• _Extract_
With high demand and limited global supply, many customers opted to fix their existing bike and we ensured our colleagues and systems were ready to help. Cycling Services grew more than +50% on last year as we offered free 32-point bike checks and took a market-leading share of the government's 'Fix Your Bike' scheme. We repaired and serviced over 1m bikes and were the only national retailer offering online booking slots, an initiative launched this year.

Retail gross margin

Despite the extreme, adverse change in motoring mix, Retail gross margin increased by +10bps, highlighting the importance and timeliness of our work over the last 18 months to improve the profitability of our Cycling business. We targeted a +300bps improvement in Cycling gross margins and through our work to rationalise componentry, improve buying terms, and optimise promotional effectiveness, we actually delivered a significant +680bps increase. This improvement enabled us to offset the -12 percentage-point change in motoring revenues as a percentage of total sales, and the corresponding impact on gross margins.

Retail operating costs

Our focus on efficiency and procurement saw Retail operating costs increase +1.6% year-on-year. Excluding GBP24.8m of COVID-19 related costs and GBP33.1m of business rate relief, operating costs were 3.6% higher year-on-year but decreased as a proportion of sales by -2.2ppts.

Our achievements helped mitigate the adverse mix impact described above, whilst also allowing investments in key strategic initiatives such as centralising customer contact. Our Retail business experienced the greatest disruption from COVID-19, implementing seven different operating models in six months to safeguard our customers and colleagues. We also employed front-of-house roles to monitor store capacity and social distancing, alongside significant investment in PPE. Acknowledging the unwavering commitment of our colleagues in such difficult circumstances, we launched almost GBP4m of initiatives during the year, including the Frontline Colleague Support Scheme and Halfords Here to Help Fund, alongside free flu vaccinations and wellbeing support lines.

Over the year, we continued to work on lowering the underlying costs within our business. As communicated at the end of FY20, we consolidated our performance cycling business, closing all 22 Cycle Republic stores and saving over GBP9m of annualised costs, whilst transferring a significant share of the customer base to our remaining Tredz business. In addition, we concluded our review of low-returning stores and consequently closed an additional 42 retail stores, where we are confident that trade-transfer will improve overall returns, generating an annualised cost saving of GBP15m. We also saved over GBP7m of annualised goods not for resale ("GNFR") costs, continued to improve our sustainability credentials through the continued roll-out of LED lighting and Building Management Systems, and renewed 19 leases for an average -30% reduction in rent premiums.

Autocentres

Autocentres revenue was GBP252.5m, growing 31.6% year-on-year and +9.7% on a LFL basis. The overall growth in Autocentres benefited from the annualisation of our FY20 acquisitions and the continued expansion of our Halfords Mobile Expert business, launching new vans and hubs to serve this growing and in-demand service.

• _The data_
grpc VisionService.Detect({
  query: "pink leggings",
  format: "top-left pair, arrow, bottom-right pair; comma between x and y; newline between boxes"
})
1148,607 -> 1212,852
* * *
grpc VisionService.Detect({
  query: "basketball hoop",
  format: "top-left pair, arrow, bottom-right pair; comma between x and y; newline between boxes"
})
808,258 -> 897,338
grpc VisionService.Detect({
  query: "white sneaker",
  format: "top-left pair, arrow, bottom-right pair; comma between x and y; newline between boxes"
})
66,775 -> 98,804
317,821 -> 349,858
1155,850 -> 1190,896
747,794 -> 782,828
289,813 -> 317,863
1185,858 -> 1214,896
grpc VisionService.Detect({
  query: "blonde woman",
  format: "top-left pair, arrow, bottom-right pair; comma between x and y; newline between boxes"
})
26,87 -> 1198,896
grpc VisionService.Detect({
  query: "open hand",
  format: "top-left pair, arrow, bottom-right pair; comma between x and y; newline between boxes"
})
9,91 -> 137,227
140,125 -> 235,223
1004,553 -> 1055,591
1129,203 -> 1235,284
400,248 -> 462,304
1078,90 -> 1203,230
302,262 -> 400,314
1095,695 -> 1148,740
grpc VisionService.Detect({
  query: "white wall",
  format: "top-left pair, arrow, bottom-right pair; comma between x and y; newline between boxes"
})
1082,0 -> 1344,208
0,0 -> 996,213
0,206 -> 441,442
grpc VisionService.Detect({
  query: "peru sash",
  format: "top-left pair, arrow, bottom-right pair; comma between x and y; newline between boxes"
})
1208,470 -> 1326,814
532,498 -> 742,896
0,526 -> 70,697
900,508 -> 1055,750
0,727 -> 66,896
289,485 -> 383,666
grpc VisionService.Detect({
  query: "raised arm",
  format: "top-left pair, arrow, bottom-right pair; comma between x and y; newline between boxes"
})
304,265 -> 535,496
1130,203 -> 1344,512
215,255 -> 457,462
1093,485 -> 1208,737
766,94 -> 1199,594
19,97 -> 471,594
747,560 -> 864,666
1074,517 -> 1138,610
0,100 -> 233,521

• _Aim of the task_
List every annualised cost saving the extract reports, with its amount and the action it came from.

• _Expected output_
- Over GBP9m: closing all 22 Cycle Republic stores to consolidate the performance cycling business
- GBP15m: closing an additional 42 retail stores after the review of low-returning stores
- Over GBP7m: savings in goods not for resale ("GNFR") costs